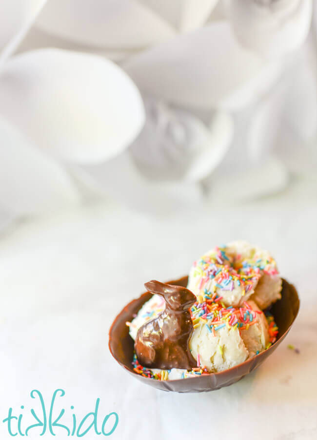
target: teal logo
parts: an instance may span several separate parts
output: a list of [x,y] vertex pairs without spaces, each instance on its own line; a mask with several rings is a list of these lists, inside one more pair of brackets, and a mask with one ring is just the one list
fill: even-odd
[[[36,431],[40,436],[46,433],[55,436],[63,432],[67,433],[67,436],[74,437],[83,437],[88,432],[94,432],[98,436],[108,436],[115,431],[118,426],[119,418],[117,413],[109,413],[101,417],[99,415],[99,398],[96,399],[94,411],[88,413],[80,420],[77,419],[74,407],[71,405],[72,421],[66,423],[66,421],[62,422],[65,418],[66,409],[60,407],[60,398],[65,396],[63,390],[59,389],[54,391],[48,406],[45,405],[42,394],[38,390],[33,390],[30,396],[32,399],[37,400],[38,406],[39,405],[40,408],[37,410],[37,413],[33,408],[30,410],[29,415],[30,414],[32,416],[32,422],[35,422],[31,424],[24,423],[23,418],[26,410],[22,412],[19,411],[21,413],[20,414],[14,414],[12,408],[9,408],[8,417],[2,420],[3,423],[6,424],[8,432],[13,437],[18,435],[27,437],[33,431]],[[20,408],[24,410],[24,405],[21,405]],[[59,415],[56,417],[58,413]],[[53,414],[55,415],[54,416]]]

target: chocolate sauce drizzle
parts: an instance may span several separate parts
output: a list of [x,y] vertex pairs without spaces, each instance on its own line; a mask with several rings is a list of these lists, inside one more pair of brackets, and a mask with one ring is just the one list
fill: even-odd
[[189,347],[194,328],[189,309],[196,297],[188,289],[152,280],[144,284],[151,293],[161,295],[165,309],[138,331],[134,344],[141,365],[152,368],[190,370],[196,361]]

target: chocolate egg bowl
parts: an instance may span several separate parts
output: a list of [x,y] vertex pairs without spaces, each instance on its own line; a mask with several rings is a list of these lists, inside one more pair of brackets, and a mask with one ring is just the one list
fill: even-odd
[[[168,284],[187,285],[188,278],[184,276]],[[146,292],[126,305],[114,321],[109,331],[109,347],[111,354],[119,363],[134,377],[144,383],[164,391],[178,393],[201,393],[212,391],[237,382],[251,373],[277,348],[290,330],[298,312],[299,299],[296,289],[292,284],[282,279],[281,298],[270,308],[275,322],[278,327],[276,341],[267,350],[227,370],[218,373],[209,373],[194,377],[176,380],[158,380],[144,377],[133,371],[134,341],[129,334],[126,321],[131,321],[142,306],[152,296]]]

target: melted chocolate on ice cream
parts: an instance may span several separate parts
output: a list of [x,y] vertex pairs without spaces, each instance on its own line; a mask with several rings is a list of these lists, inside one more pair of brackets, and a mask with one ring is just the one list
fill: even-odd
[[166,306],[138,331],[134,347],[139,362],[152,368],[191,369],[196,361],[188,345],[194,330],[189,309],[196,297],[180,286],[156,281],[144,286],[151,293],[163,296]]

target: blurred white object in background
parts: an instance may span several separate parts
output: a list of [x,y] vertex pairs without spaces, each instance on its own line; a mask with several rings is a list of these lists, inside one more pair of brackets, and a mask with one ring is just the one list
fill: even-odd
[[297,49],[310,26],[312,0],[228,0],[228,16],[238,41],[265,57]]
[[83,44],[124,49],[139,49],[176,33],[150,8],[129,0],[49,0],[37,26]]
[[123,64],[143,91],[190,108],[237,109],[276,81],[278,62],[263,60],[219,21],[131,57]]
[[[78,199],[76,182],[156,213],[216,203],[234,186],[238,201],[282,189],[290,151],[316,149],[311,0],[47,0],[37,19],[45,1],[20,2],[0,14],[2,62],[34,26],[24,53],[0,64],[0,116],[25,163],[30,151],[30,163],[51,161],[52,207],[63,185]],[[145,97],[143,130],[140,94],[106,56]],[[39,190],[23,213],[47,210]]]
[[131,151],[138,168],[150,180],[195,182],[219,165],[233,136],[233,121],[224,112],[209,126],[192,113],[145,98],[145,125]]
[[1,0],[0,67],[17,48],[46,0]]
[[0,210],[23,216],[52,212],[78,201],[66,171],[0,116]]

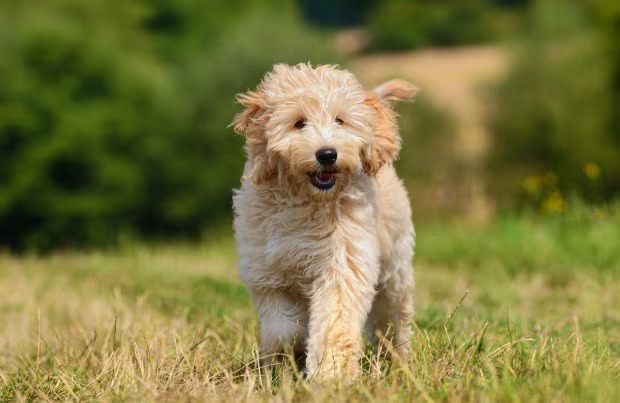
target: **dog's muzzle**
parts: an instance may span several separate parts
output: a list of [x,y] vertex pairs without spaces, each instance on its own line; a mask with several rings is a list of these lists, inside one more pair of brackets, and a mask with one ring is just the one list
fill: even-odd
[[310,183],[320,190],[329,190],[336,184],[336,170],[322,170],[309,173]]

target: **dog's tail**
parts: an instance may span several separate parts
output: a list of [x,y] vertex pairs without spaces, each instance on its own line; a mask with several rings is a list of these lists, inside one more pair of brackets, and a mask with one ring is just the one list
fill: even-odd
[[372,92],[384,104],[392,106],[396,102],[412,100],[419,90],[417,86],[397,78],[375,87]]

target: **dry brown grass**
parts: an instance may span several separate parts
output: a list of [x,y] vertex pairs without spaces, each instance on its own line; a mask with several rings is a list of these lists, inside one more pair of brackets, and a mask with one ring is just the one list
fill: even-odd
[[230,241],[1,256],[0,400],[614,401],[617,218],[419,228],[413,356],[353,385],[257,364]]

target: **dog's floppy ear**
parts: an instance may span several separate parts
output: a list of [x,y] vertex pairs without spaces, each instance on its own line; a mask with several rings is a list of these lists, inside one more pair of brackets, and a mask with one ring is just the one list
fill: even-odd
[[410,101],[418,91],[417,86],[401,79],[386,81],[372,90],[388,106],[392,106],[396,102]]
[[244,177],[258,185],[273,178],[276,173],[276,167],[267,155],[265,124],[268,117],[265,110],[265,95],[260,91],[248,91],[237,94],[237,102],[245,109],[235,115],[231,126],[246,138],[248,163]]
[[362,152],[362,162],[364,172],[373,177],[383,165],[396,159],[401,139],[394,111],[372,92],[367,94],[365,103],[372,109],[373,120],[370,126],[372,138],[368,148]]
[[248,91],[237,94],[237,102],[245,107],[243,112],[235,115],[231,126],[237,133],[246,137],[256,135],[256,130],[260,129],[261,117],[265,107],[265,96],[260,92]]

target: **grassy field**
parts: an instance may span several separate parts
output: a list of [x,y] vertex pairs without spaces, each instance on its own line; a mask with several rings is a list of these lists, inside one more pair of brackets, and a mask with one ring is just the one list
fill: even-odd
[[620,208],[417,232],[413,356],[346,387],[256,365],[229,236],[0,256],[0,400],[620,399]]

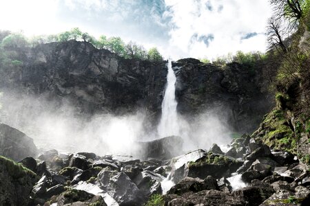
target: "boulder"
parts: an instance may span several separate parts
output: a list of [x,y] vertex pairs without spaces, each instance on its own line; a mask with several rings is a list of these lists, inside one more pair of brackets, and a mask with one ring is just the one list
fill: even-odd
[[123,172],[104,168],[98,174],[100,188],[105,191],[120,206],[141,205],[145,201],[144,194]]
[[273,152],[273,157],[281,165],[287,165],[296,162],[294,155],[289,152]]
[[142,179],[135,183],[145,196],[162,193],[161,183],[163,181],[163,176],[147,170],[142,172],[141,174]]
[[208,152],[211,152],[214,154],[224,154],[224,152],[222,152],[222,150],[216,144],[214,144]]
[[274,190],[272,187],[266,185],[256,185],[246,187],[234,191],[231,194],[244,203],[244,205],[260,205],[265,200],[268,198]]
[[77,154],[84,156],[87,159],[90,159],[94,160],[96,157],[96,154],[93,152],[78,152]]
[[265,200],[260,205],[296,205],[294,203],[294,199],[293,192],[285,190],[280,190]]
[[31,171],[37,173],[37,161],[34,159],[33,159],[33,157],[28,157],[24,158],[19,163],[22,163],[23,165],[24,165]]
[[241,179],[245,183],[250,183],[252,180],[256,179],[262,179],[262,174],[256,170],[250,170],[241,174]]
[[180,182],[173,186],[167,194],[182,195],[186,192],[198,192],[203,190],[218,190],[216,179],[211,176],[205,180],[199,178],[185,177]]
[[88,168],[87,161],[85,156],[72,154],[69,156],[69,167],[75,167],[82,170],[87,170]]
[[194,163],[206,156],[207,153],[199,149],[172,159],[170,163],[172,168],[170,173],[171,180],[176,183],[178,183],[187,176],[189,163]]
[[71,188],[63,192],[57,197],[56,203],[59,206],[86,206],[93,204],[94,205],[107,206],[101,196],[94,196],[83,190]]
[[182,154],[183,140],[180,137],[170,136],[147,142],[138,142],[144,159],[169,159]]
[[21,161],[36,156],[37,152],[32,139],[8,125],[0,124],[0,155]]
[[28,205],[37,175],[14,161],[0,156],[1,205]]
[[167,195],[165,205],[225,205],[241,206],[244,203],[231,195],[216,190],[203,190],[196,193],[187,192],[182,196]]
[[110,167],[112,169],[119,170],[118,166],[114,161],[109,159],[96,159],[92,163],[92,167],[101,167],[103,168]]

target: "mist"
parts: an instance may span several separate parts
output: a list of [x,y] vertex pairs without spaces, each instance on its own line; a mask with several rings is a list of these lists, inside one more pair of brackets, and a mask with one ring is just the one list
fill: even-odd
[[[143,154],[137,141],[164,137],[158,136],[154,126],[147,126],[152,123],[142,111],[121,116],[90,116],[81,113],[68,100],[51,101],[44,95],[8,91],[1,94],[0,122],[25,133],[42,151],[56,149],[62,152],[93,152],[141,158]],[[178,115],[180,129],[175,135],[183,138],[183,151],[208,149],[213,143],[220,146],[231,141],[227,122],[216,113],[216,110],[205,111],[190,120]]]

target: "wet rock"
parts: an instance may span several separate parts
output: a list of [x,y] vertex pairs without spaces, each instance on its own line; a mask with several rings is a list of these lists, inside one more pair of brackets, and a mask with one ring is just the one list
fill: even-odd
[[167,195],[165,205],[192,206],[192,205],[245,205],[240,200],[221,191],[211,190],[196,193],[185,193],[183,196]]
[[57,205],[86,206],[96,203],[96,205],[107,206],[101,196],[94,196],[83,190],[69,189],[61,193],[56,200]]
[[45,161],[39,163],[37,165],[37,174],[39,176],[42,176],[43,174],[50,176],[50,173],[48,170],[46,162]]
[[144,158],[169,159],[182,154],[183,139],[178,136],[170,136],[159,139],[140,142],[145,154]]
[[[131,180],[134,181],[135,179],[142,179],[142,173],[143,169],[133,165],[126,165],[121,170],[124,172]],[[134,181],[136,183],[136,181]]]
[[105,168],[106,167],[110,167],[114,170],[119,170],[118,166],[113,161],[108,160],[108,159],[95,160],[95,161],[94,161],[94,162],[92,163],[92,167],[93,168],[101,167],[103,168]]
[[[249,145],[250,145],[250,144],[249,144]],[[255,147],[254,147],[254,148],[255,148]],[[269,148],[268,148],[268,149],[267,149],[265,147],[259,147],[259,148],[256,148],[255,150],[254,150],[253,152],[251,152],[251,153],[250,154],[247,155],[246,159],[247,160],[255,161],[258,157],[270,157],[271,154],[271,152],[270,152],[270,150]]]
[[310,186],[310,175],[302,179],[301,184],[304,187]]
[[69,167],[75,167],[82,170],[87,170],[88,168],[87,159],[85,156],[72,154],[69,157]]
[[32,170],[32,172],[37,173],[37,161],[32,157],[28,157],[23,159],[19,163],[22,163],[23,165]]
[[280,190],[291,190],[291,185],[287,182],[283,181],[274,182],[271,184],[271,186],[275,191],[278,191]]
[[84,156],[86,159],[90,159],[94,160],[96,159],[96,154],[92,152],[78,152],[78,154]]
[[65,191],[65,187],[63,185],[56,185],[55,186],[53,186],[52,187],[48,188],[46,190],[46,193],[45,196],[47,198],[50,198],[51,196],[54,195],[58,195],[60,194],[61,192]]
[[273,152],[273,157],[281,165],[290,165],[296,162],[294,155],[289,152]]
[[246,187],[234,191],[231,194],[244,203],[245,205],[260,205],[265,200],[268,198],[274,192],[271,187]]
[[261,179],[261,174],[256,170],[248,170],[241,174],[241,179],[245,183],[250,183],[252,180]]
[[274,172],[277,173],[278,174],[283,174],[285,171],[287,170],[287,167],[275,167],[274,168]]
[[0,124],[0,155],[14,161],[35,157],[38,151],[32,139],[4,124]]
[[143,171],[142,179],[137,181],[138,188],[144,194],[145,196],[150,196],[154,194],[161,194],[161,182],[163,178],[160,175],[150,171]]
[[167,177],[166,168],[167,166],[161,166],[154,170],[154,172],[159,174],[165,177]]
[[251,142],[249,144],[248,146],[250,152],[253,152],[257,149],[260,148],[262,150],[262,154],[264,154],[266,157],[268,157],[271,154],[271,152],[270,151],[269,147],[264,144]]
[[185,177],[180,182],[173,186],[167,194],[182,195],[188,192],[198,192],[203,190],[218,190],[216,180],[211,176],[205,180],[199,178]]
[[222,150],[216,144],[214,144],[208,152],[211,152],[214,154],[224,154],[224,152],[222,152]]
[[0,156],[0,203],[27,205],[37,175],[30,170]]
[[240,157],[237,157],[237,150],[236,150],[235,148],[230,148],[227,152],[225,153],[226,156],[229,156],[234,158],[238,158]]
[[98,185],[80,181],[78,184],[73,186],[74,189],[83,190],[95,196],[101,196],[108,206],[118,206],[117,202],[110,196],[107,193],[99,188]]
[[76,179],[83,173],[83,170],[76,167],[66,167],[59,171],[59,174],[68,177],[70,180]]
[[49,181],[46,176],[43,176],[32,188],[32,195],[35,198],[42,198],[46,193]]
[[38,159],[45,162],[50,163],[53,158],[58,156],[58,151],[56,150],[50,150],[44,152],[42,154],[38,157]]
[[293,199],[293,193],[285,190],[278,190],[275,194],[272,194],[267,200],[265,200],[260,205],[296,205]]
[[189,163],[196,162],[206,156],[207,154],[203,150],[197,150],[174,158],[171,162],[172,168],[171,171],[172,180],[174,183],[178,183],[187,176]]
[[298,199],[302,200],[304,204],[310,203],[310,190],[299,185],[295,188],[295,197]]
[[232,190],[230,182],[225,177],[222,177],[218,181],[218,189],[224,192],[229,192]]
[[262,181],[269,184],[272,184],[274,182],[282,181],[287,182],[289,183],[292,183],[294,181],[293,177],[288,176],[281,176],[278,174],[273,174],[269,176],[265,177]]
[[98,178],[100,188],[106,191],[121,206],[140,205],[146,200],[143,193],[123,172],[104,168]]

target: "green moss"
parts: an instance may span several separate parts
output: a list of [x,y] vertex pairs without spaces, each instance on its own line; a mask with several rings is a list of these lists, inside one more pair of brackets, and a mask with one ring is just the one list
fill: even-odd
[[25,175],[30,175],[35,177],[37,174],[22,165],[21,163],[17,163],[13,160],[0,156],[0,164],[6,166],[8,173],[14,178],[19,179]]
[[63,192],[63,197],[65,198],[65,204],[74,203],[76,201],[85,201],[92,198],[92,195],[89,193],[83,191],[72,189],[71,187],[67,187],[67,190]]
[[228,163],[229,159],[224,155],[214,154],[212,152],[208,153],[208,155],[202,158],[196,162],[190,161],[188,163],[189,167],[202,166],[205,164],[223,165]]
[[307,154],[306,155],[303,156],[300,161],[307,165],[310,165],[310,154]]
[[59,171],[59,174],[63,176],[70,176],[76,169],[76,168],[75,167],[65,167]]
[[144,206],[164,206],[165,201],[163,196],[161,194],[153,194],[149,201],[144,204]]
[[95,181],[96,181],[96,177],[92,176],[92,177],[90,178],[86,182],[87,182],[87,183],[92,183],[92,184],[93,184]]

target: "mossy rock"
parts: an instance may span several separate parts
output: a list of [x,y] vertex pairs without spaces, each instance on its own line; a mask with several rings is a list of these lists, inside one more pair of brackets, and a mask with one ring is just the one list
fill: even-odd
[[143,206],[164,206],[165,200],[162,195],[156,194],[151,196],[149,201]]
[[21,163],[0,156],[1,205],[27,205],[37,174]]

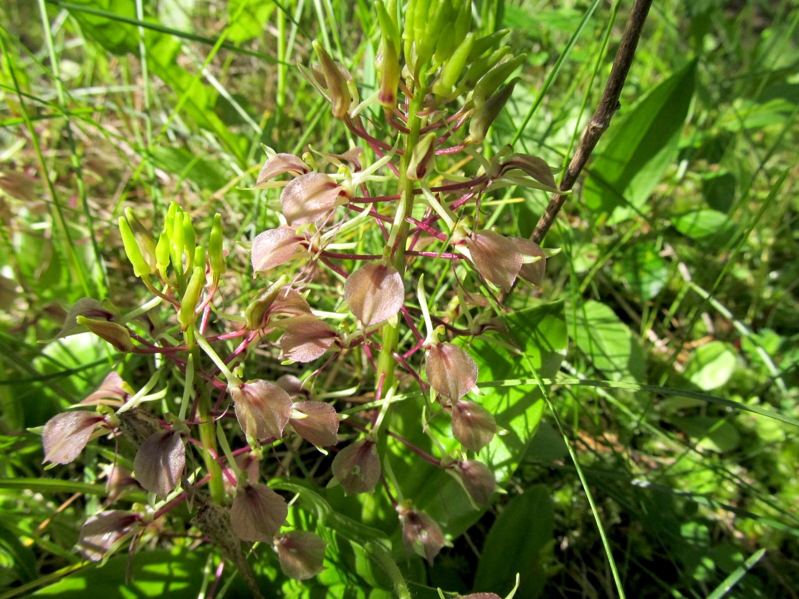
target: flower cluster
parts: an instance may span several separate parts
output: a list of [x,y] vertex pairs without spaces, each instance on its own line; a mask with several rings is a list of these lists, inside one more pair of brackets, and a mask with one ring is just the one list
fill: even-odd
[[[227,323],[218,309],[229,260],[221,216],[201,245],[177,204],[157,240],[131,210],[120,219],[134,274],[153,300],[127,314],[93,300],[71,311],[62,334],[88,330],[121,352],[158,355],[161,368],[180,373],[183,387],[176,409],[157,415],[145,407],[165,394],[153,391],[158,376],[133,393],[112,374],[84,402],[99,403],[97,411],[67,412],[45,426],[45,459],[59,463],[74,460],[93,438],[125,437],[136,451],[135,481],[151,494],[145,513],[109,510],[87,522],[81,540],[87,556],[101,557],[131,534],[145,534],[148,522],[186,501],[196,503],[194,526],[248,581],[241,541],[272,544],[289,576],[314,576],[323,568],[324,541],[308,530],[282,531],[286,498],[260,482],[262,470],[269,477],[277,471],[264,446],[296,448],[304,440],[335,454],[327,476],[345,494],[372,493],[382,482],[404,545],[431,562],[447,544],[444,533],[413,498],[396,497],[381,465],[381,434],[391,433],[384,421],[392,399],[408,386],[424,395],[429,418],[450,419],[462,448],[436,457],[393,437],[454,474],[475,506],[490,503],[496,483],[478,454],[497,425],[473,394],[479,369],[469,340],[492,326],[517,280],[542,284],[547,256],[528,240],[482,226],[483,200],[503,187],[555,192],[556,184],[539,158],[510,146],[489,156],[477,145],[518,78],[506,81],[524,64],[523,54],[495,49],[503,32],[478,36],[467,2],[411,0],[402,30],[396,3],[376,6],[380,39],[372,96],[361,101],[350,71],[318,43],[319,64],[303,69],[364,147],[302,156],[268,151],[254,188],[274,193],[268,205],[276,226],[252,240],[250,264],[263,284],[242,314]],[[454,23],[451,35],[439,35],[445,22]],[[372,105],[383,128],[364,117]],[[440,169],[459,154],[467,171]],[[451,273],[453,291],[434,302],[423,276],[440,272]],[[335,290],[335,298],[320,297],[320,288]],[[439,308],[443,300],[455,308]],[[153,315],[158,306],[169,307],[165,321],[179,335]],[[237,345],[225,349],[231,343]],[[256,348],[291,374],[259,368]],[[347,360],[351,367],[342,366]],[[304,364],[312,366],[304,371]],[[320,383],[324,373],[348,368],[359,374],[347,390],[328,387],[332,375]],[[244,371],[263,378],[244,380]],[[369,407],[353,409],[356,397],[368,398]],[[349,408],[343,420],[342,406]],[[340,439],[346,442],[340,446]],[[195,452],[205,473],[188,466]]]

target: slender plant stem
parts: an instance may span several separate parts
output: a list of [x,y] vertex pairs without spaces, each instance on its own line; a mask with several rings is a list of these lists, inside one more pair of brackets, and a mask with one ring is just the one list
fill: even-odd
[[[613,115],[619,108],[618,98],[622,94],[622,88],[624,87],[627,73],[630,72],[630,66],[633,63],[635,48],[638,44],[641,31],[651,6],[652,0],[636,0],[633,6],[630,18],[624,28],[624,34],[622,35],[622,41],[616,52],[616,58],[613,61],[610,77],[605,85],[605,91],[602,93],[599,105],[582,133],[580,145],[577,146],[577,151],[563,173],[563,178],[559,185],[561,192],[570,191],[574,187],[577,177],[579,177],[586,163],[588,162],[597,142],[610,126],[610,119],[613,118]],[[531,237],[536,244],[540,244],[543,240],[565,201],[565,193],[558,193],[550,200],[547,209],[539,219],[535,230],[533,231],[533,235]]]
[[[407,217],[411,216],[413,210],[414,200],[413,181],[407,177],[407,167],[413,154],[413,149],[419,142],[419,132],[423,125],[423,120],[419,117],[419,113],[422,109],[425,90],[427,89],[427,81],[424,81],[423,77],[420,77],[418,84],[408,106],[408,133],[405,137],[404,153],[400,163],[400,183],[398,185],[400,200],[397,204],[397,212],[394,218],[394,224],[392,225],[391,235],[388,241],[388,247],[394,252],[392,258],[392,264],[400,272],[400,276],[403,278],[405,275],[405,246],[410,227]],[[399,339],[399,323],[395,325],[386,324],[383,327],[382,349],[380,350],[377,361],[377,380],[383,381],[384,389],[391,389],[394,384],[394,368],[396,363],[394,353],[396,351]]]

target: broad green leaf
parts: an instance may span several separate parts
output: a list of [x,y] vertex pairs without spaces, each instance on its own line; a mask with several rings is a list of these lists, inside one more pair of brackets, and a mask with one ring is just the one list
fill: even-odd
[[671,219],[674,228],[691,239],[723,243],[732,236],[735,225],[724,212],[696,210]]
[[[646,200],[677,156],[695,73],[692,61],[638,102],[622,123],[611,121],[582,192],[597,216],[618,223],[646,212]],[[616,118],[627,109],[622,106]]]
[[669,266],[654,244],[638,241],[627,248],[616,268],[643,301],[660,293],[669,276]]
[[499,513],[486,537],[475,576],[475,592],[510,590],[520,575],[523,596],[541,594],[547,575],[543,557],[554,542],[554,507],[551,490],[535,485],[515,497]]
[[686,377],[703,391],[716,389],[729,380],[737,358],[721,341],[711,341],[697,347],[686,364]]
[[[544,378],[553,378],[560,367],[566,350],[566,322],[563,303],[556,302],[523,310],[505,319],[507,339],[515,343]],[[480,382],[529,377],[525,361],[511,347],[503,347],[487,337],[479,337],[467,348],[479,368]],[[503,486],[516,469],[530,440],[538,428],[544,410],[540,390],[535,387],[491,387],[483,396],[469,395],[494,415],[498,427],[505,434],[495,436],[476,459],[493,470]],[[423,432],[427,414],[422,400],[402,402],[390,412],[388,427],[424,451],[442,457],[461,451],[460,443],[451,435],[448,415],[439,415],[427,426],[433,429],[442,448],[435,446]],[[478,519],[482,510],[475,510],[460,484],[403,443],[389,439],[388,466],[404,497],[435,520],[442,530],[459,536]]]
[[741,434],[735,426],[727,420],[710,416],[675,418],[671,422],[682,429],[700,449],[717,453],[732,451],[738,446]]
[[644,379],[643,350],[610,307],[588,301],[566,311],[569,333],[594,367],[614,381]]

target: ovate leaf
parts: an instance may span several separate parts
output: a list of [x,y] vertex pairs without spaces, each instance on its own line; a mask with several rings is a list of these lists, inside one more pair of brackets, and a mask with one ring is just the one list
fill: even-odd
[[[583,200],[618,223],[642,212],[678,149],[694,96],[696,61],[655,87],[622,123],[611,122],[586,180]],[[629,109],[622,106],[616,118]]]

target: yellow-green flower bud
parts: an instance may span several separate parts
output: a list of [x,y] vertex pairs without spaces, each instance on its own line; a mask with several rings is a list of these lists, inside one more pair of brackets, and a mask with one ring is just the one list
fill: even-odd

- **AUFGABENSTELLUNG**
Ändere in allem von der Zeile mit „target: yellow-green flower bud“ bis hinunter zum Ende der Einträge „even-odd“ in „nonzero“ und gib diese Zeilen sonst unverändert aus.

- **ERGEBNIS**
target: yellow-green flower bud
parts: an instance may span several separate parts
output: a list of [x,y] vertex pairs without spaces, each instance on its own line; a mask with several rings is a list of these lists, inside one more pair of brackets, and a mask with one ring is just the one list
fill: nonzero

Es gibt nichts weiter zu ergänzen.